Referring expression data
----------------

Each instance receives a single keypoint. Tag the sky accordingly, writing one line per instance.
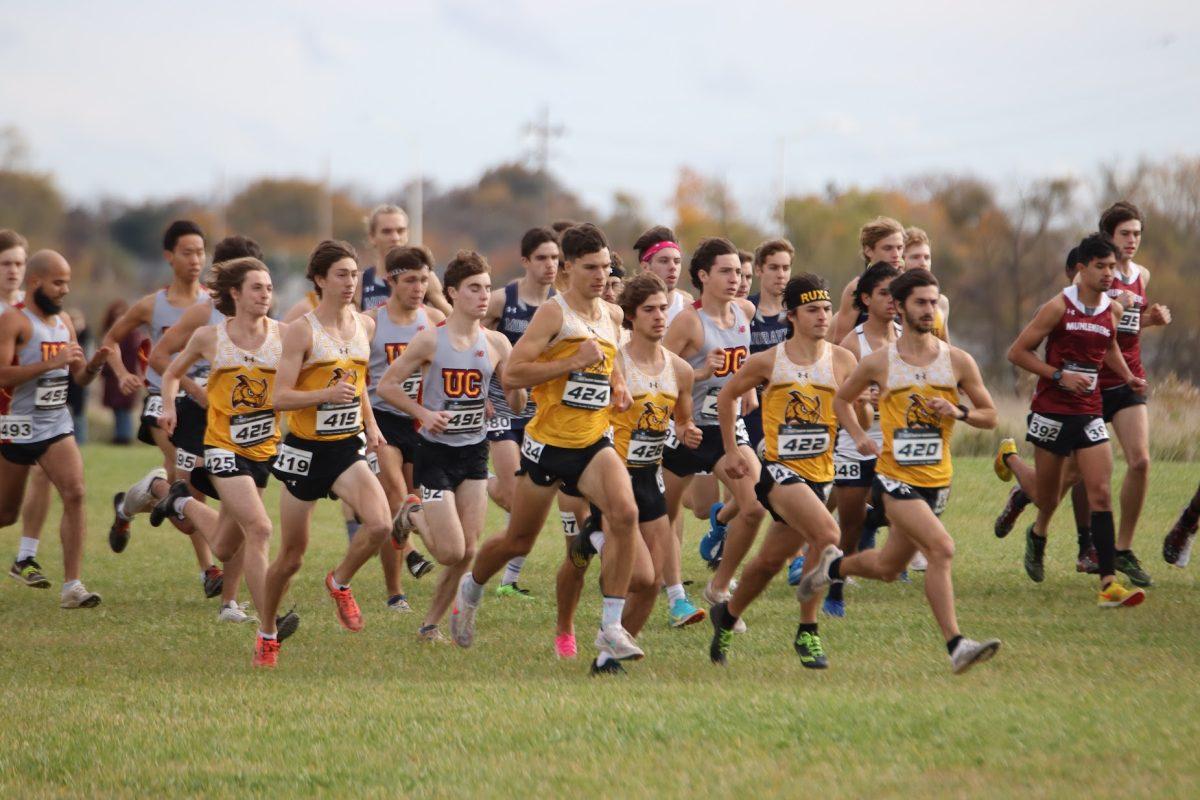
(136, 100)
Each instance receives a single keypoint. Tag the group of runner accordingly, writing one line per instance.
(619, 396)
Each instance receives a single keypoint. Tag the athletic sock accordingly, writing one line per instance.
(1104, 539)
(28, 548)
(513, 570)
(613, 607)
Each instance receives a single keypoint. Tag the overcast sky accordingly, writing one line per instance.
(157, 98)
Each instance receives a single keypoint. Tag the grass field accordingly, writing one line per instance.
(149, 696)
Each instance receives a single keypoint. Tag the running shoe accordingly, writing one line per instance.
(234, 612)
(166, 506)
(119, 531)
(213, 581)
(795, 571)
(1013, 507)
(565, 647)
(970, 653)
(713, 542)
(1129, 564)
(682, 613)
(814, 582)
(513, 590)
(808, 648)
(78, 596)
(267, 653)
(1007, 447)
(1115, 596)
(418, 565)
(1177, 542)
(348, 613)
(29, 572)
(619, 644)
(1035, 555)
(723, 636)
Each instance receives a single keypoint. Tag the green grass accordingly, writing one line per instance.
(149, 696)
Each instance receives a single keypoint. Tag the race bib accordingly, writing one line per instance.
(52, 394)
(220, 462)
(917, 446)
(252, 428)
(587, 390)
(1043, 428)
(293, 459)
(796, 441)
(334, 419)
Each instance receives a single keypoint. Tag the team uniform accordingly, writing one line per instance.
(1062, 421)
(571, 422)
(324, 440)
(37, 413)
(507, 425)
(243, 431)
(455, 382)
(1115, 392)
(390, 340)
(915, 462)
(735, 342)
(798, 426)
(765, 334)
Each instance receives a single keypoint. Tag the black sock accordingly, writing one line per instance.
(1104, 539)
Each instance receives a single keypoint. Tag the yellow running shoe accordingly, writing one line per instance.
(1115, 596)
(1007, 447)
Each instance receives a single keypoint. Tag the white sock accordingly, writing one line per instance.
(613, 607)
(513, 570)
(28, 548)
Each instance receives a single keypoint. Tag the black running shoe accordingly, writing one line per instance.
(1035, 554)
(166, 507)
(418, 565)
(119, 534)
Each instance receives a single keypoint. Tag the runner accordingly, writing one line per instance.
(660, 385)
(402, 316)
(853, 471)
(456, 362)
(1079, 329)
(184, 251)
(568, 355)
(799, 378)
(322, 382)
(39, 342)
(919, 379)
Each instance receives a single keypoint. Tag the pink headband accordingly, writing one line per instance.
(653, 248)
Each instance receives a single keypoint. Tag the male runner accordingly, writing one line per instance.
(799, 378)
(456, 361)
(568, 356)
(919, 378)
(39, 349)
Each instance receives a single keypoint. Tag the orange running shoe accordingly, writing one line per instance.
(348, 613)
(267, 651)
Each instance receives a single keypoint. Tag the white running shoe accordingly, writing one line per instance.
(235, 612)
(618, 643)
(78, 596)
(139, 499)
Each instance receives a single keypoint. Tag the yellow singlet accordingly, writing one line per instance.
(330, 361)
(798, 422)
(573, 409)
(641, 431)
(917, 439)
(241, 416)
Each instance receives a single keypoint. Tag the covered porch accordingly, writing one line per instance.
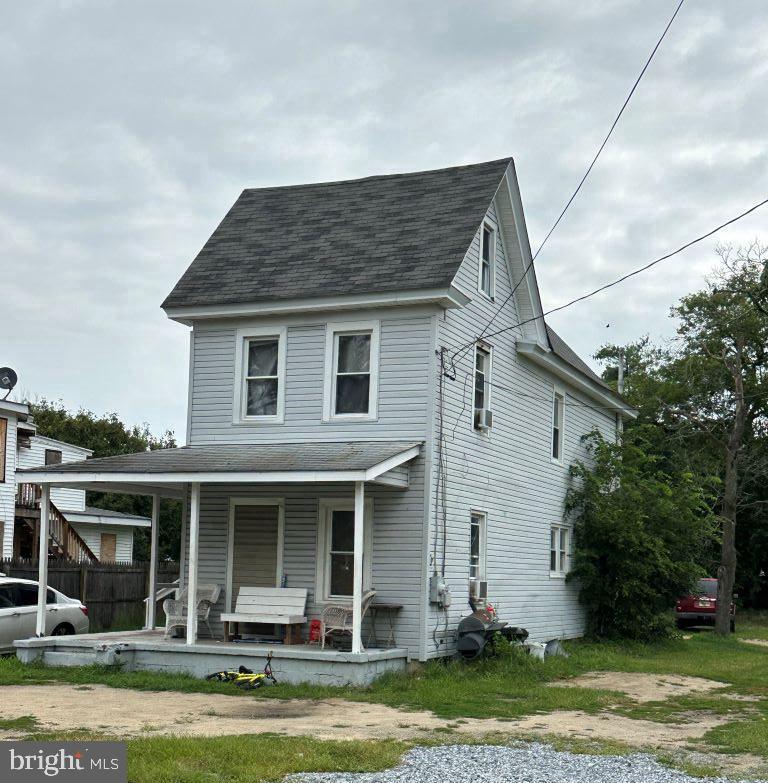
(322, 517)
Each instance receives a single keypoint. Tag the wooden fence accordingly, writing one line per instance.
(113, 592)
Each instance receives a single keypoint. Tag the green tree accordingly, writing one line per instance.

----------------

Your answer must be the lines from the one containing "Each instance receives a single keypoint. Tag the white running" through the final line of the entries, duplicated exactly, with both ends kept and all pictures left out.

> SOLVED EXERCISE:
Each instance receives a single keypoint. Tag the white running shoe accordingly, writing one line per instance.
(235, 612)
(618, 643)
(78, 596)
(139, 499)
Each instance receives a single keypoint. Tag the yellow singlet accordingly, writing one line per instance.
(330, 361)
(798, 422)
(573, 409)
(641, 431)
(917, 439)
(241, 416)
Each instance receives a single keypoint. Tag the covered porch accordingly, writing one line per instance.
(322, 517)
Each instance receives a single keypoint. Tag the wooden fence accordingly, writing one line per instance.
(113, 592)
Each instance receives a single keypoint. Tag the green tree accordingly, writing one line per instance.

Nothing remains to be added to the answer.